* TEXTE PROPOSÉ:
··········

Alors que la presse grand public évoque désormais régulièrement les avancées de l’intelligence artificielle et ses potentialités, positives comme négatives qui s’ouvrent à nous, pour une partie de nos concitoyens le haut débit se fait attendre.
L’objectif de nous voir toutes et tous connectés se heurte à l’objectif de rentabilité et à la politique du chiffre qui cause de nombreux désagréments sur le terrain.
Malfaçons, raccordements ratés, débranchements intempestifs, les collectivités et les usagers sont face à de graves difficultés lorsqu’il s’agit de désigner un responsable à ces manquements. Selon l’AVICCA qui regroupe les collectivités engagées dans le numérique c’est près de 75 % des raccordements réalisés en mode STOC (sous-traitance opérateur commercial) qui présentent des défauts. Le phénomène n’est pas nouveau, les appels à la vigilance des opérateurs récurrents mais les contrats STOC V.1 -V.2- V.3 n’y ont rien changé.

··········

* DONNÉES FOURNIES:
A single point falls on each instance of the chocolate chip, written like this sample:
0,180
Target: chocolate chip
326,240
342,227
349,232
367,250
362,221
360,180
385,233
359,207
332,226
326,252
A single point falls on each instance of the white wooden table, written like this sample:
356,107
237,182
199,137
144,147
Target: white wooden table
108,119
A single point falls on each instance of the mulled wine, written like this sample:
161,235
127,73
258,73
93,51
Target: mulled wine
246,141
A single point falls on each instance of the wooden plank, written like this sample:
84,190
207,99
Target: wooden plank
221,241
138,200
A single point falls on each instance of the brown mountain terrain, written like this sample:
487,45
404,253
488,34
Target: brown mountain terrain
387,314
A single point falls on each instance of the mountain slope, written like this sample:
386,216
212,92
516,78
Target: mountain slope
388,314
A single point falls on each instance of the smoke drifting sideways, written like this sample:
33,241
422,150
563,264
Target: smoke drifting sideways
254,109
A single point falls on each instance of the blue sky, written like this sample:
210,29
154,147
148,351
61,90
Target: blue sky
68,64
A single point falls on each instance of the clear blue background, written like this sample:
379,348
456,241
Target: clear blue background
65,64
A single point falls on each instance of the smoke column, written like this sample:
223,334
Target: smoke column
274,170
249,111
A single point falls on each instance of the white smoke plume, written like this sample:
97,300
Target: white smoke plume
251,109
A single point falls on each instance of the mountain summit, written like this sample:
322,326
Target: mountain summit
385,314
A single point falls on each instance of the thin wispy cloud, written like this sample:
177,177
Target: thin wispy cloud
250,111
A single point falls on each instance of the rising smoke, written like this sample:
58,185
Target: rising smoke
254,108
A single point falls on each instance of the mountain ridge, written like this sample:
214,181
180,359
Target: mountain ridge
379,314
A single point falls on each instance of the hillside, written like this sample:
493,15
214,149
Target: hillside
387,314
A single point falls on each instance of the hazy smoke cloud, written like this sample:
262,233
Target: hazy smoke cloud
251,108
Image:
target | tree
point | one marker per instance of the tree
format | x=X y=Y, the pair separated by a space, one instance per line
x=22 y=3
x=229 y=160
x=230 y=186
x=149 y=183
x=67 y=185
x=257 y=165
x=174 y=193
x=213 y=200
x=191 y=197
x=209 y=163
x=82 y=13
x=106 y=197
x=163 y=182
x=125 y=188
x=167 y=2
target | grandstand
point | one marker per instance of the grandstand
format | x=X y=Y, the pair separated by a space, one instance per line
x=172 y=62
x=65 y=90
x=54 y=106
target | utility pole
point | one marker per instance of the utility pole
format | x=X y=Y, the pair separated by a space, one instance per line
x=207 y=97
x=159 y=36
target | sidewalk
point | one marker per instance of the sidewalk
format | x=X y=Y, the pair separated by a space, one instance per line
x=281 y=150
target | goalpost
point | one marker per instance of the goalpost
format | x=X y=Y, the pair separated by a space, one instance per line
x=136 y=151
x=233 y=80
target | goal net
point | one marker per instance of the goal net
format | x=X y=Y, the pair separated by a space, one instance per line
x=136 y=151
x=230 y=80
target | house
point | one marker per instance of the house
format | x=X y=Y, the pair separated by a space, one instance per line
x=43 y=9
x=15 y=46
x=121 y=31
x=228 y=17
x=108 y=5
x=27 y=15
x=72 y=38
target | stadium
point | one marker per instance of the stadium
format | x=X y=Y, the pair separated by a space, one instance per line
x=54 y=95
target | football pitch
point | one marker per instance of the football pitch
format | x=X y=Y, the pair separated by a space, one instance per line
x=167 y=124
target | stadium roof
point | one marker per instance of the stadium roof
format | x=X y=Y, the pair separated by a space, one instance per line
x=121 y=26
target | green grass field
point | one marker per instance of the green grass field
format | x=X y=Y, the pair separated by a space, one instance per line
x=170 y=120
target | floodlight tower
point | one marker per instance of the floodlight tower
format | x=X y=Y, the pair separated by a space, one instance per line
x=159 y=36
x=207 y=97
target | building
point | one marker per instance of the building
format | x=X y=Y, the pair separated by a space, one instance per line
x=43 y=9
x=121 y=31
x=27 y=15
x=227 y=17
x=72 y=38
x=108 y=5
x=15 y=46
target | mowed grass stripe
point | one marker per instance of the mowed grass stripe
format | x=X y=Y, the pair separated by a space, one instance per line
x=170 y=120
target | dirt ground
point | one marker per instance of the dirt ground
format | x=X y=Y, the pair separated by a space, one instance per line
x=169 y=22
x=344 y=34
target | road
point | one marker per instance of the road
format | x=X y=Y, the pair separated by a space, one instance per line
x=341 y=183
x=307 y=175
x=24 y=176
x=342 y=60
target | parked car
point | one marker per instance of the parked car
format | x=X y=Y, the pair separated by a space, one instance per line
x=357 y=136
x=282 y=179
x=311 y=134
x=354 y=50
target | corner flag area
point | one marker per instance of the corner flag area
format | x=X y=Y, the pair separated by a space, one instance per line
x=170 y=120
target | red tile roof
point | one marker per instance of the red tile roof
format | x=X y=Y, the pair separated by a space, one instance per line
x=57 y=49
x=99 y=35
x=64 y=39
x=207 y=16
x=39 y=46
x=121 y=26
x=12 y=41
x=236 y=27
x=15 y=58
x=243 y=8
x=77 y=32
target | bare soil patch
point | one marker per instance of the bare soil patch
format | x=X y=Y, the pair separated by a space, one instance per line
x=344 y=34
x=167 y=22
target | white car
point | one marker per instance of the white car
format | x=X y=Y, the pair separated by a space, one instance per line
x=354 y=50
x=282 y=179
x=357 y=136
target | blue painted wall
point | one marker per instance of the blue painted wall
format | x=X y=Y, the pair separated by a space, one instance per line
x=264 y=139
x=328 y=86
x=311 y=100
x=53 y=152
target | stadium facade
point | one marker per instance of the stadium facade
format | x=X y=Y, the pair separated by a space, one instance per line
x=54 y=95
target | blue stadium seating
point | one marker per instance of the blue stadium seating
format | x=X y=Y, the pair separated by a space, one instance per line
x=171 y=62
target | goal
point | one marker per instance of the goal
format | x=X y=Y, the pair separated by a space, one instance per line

··········

* COURT EXERCICE:
D'après le texte sur le haut débit, à quoi se heurte l'objectif de voir toutes et tous connectés ? Expliquez-le en une à trois phrases.

* RÉPONSE ATTENDUE:
Cet objectif se heurte à l'objectif de rentabilité et à la politique du chiffre. Cette politique cause de nombreux désagréments sur le terrain.